### TEXT:
* start *
Everyone is familiar with graphite, the form of carbon used to make lead pencils. But your audience may not have heard of graphene, which nanoscientists created about a decade ago. Graphene, which is sheets of graphite just one atom thick, is the thinnest material known to exist. It is flexible, lightweight, incredibly conductive electrically, and the strongest material yet discovered – 200 times stronger than steel.
Working at the nanoscale is not ‘business as usual’
Working at the nanoscale is not ‘business as usual’. Corporate decision makers must understand that manufacturing and characterizing at the nanoscale requires highly regulated environmental conditions that are free from particles and interference of any kind. You’ll need to explain that because common impurities, such as a speck of dust, a skin cell, or even a single, subtle vibration, are generally much larger than a nanometer, they can dramatically impede any type of work you’re trying to do at the nanoscale.
That’s why strict parameters must be enforced, and environmental conditions such as temperature, humidity, air quality, and electromagnetic interference need to be controlled down to the sub-nanometer level.
The nanoscale requires specialized tools and capabilities
The nanoscale requires specialized tools and capabilities. In addition to a particle- and interference-free environment, working at the nanoscale involves sophisticated equipment. For example, manufacturers may be making or manipulating thin membranes that are just a micron or a single atom thick. Or, those working to characterize at the nanoscale may need specialized tools like a cryo-electron microscope, which can pass electron beams through material samples from different orientations at the sub-cellular level.
* end *
### SHORT TASK A:
Pull out each line of the records below that contains the string "bird", matching case exactly.

### TASK INPUT:
* start *
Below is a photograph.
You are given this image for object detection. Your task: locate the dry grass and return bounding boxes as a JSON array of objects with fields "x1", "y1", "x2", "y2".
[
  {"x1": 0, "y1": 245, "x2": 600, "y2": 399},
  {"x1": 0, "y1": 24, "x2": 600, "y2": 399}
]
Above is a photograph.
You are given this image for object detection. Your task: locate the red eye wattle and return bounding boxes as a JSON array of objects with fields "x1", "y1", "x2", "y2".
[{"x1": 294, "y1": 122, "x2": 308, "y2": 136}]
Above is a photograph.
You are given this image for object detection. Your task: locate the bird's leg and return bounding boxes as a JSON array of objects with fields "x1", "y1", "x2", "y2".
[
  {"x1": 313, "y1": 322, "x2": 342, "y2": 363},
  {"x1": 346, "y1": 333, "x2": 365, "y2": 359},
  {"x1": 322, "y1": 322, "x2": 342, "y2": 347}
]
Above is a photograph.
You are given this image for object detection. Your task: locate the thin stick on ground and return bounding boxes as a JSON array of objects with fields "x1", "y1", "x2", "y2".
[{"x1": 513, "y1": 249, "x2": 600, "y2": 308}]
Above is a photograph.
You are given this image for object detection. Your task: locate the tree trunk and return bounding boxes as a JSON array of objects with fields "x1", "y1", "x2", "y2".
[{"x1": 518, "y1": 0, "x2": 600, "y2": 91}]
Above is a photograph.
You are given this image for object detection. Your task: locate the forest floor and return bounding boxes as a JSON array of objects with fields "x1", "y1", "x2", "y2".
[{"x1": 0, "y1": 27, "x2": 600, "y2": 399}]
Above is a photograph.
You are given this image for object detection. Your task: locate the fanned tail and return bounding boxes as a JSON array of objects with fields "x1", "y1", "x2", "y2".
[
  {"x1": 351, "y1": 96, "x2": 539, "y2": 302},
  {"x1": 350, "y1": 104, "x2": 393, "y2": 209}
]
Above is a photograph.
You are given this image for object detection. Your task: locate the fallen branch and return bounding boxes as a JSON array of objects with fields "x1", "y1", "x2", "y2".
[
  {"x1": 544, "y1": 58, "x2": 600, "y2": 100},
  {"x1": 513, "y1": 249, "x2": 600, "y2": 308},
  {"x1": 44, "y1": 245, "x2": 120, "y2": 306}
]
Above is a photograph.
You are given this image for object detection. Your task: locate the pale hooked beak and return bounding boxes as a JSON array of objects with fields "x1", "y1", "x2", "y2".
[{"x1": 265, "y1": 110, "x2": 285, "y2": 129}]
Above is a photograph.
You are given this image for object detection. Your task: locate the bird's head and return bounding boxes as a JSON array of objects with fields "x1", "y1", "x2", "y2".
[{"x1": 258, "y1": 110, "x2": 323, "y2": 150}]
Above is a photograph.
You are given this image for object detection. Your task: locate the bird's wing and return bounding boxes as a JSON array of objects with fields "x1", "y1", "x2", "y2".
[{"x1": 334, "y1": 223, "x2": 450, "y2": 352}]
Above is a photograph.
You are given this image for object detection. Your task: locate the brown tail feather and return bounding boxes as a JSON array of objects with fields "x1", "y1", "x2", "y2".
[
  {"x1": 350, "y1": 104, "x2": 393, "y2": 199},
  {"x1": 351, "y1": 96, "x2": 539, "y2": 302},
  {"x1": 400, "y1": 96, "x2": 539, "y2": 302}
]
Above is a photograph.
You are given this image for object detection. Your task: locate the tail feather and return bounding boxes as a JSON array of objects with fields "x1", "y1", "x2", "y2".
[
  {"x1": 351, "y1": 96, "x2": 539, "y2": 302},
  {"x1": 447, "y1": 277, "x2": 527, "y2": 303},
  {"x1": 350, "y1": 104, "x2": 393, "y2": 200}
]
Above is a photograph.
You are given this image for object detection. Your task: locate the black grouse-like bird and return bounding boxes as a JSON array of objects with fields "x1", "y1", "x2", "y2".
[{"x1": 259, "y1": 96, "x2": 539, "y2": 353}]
* end *
### SHORT TASK B:
Please extract the whole nanoscale text above, word for word.

### PROBLEM SOLUTION A:
You are given this image for object detection. Your task: locate the bird's leg and return bounding boxes as a JSON array of objects with fields "x1", "y1", "x2", "y2".
You are given this image for object detection. Your task: locate the bird's head and return bounding boxes as a JSON array of objects with fields "x1", "y1", "x2", "y2".
You are given this image for object detection. Your task: locate the bird's wing and return bounding boxes as a JSON array of objects with fields "x1", "y1", "x2", "y2".
You are given this image for object detection. Your task: locate the black grouse-like bird and return bounding boxes as a JSON array of objects with fields "x1", "y1", "x2", "y2".

### PROBLEM SOLUTION B:
Everyone is familiar with graphite, the form of carbon used to make lead pencils. But your audience may not have heard of graphene, which nanoscientists created about a decade ago. Graphene, which is sheets of graphite just one atom thick, is the thinnest material known to exist. It is flexible, lightweight, incredibly conductive electrically, and the strongest material yet discovered – 200 times stronger than steel.
Working at the nanoscale is not ‘business as usual’
Working at the nanoscale is not ‘business as usual’. Corporate decision makers must understand that manufacturing and characterizing at the nanoscale requires highly regulated environmental conditions that are free from particles and interference of any kind. You’ll need to explain that because common impurities, such as a speck of dust, a skin cell, or even a single, subtle vibration, are generally much larger than a nanometer, they can dramatically impede any type of work you’re trying to do at the nanoscale.
That’s why strict parameters must be enforced, and environmental conditions such as temperature, humidity, air quality, and electromagnetic interference need to be controlled down to the sub-nanometer level.
The nanoscale requires specialized tools and capabilities
The nanoscale requires specialized tools and capabilities. In addition to a particle- and interference-free environment, working at the nanoscale involves sophisticated equipment. For example, manufacturers may be making or manipulating thin membranes that are just a micron or a single atom thick. Or, those working to characterize at the nanoscale may need specialized tools like a cryo-electron microscope, which can pass electron beams through material samples from different orientations at the sub-cellular level.